Goal of the exercise |
How many lines of the listing include the string "concrete"? Case counts; give only the number.

[Items stored from a collection]
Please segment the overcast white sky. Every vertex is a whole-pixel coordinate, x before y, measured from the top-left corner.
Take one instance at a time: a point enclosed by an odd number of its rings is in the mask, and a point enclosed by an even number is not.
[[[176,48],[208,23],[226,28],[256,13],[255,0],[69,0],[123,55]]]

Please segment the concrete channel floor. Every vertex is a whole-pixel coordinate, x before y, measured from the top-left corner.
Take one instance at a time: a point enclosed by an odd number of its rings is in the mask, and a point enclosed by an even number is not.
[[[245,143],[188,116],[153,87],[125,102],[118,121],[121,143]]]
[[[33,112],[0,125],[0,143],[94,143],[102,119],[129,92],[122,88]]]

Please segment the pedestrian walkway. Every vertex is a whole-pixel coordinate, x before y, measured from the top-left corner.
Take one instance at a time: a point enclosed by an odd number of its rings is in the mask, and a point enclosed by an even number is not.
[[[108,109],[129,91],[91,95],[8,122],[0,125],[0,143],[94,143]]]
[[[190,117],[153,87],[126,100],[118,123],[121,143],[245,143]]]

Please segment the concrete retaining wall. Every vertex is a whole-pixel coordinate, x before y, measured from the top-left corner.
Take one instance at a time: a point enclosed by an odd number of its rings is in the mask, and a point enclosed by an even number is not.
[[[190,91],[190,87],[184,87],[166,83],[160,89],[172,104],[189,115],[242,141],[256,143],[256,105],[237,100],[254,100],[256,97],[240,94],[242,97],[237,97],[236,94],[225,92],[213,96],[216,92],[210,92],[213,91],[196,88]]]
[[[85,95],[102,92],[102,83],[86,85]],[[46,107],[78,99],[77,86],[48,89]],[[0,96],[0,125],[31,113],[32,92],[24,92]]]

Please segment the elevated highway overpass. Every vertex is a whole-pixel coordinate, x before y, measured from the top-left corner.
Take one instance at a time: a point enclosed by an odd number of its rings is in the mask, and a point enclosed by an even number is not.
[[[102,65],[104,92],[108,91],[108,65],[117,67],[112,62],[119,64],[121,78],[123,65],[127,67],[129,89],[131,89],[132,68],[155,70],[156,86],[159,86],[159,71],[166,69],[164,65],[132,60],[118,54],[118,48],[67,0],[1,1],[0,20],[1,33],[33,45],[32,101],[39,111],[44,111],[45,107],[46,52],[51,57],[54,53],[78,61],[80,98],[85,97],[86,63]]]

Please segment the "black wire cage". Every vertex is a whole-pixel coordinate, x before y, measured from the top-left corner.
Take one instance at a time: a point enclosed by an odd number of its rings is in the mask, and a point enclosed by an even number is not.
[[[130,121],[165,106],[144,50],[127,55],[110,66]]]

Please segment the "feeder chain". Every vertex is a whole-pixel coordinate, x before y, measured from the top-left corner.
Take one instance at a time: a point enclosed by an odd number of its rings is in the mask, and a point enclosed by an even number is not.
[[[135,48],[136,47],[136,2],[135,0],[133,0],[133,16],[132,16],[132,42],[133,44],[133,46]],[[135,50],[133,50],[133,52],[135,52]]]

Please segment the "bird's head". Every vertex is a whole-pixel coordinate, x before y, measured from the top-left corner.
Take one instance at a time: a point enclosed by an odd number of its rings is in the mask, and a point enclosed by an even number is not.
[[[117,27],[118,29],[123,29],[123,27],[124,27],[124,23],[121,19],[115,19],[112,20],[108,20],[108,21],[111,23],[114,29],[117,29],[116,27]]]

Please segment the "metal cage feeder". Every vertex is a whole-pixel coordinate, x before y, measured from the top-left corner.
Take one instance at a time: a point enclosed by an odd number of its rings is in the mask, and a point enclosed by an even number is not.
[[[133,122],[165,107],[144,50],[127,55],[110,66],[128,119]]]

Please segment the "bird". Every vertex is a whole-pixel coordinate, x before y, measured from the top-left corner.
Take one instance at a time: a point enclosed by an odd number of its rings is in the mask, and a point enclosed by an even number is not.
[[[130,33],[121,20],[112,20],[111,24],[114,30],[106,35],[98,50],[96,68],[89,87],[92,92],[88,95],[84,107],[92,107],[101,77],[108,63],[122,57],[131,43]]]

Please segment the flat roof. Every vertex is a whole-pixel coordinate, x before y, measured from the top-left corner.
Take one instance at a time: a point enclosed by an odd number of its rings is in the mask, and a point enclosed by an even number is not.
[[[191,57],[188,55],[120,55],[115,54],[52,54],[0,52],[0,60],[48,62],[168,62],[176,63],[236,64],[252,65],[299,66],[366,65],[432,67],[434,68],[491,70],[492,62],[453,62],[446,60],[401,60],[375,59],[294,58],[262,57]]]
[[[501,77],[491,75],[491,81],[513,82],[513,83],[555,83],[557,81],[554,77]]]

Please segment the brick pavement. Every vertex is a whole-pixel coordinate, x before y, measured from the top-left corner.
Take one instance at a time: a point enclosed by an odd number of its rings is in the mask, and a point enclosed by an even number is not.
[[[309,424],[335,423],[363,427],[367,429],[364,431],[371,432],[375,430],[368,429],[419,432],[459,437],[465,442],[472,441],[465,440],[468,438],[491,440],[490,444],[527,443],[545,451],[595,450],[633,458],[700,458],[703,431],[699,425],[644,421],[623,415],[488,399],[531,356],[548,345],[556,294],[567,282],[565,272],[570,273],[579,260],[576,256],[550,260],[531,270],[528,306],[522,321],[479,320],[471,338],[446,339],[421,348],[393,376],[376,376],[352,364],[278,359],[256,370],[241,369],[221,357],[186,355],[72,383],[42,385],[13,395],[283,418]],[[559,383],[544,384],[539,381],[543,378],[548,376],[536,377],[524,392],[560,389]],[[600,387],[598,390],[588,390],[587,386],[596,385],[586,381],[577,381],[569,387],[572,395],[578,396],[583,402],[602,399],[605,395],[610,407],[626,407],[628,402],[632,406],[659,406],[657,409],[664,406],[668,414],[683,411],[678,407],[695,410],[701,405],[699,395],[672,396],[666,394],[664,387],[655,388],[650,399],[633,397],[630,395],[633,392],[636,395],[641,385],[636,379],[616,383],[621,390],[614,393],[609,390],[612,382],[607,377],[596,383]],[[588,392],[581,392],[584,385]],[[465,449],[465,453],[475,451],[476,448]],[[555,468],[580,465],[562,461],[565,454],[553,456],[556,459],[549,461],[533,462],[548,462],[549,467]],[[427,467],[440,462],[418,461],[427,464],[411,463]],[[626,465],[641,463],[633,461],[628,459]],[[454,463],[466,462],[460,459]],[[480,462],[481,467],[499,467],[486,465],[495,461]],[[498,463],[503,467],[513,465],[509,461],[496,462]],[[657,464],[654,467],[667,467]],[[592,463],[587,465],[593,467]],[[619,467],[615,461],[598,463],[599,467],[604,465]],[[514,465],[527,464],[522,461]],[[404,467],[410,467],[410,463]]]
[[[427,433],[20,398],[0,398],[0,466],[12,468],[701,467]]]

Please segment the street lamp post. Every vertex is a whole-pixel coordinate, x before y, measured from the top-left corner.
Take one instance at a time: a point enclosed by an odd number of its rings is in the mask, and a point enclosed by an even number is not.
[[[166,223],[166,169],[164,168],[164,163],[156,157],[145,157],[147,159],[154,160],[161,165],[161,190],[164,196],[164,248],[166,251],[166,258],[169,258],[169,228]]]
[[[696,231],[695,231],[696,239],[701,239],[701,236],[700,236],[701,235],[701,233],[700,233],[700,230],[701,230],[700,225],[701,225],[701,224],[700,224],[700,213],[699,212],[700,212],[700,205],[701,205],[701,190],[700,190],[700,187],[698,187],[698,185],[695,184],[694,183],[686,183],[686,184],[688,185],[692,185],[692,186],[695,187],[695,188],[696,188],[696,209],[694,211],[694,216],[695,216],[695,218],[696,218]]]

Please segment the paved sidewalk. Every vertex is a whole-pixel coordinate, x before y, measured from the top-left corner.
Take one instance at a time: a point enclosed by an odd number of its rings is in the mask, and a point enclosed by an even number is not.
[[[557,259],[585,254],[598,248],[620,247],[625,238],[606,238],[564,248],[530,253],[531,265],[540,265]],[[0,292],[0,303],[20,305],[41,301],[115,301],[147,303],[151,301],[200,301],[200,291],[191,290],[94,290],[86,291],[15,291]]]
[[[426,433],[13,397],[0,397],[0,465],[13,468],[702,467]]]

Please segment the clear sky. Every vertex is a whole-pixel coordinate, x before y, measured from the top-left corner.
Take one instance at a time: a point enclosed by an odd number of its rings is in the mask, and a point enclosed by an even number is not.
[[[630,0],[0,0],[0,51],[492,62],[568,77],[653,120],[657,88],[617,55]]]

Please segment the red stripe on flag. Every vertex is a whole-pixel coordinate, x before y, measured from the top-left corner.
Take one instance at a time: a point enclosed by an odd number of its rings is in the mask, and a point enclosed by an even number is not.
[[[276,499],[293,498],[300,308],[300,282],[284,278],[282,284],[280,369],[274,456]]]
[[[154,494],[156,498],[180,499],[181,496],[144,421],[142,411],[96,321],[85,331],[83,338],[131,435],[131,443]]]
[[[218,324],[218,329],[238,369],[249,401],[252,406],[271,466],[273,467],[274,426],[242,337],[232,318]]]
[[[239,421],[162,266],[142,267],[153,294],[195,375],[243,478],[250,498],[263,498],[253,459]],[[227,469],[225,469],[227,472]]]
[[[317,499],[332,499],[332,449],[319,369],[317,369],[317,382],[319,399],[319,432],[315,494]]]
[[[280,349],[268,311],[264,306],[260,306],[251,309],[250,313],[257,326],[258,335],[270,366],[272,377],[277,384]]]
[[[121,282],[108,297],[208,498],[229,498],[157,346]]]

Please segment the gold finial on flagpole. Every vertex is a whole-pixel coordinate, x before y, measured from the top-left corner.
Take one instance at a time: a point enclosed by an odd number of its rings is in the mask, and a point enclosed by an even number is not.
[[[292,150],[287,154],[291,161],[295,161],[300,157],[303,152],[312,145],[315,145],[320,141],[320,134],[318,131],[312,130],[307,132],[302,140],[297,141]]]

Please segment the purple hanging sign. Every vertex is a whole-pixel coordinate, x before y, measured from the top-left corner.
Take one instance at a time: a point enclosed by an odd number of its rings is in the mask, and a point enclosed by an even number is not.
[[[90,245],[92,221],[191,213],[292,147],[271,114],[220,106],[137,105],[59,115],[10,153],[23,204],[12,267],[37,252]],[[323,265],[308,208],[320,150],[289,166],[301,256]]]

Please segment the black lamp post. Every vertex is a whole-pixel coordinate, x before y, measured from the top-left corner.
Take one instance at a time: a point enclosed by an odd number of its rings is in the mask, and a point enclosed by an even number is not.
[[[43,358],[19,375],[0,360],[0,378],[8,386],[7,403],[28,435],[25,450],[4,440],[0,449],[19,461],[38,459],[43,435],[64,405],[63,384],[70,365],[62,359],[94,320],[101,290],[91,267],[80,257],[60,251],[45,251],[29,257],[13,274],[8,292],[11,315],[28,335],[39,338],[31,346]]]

Solution to the problem |
2